◆ Aim ◆
Print all of the lines exactly. Any picture among them stays out.

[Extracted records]
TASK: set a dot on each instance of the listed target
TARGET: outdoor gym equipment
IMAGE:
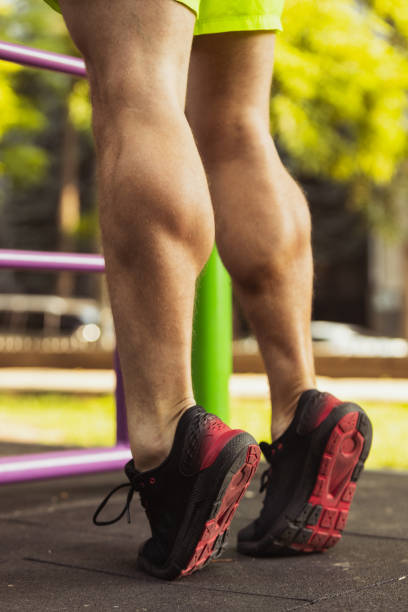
(211, 355)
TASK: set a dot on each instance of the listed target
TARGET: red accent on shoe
(216, 437)
(330, 403)
(216, 527)
(334, 489)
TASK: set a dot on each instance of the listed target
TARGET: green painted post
(212, 338)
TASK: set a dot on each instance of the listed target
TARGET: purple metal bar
(37, 260)
(64, 463)
(27, 56)
(21, 468)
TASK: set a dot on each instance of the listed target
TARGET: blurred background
(339, 117)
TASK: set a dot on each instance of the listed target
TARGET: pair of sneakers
(191, 498)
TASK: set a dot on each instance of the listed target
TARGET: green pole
(212, 338)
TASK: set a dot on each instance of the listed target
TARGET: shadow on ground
(53, 558)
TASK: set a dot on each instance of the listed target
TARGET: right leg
(155, 210)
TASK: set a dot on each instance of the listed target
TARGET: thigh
(229, 74)
(132, 46)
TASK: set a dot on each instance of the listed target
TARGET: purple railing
(71, 462)
(27, 56)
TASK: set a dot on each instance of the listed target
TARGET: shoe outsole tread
(320, 524)
(213, 537)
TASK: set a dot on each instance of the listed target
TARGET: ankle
(151, 439)
(283, 413)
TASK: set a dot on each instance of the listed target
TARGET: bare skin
(262, 218)
(155, 208)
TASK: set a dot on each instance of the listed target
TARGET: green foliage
(339, 106)
(26, 163)
(340, 88)
(79, 106)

◆ Written response ◆
TASK: set a dot on each instance of the listed target
TARGET: outdoor gym equipment
IMAGE:
(211, 355)
TASK: set a dot on each instance of the listed target
TARGET: red accent on shoe
(216, 437)
(330, 403)
(216, 527)
(334, 489)
TASK: set a dot on each instance of the listed target
TARGET: green painted post
(212, 338)
TASK: set a dot on each instance of the listed target
TARGET: purple metal bar
(37, 260)
(64, 463)
(27, 56)
(21, 468)
TASK: set a dot on each instance of the listed target
TARGET: blurred background
(339, 117)
TASK: set a dot on each instance of the listed target
TARGET: pair of sneakers
(191, 498)
TASK: set a dot on each instance of the listed target
TARGET: green pole
(212, 338)
TASK: set a dot on each instance of the listed target
TARGET: shadow on ground
(53, 558)
TASK: set a dot on each instance of the listed target
TARGET: right leg
(155, 210)
TASK: set a dot on each instance of the listed target
TARGET: thigh
(229, 74)
(132, 46)
TASK: set a dot on each instance of the listed target
TARGET: purple railing
(71, 462)
(27, 56)
TASK: set a dot on each instance of the listed target
TARGET: shoe outsole tread
(320, 524)
(213, 537)
TASK: set a dot on each instance of the listed target
TARGET: ankle
(151, 439)
(283, 413)
TASK: set a dot on each instance of the listed target
TARGET: bare skin
(262, 218)
(155, 208)
TASK: set a dot on each instance of the listed target
TARGET: green foliage
(339, 106)
(26, 163)
(340, 88)
(79, 106)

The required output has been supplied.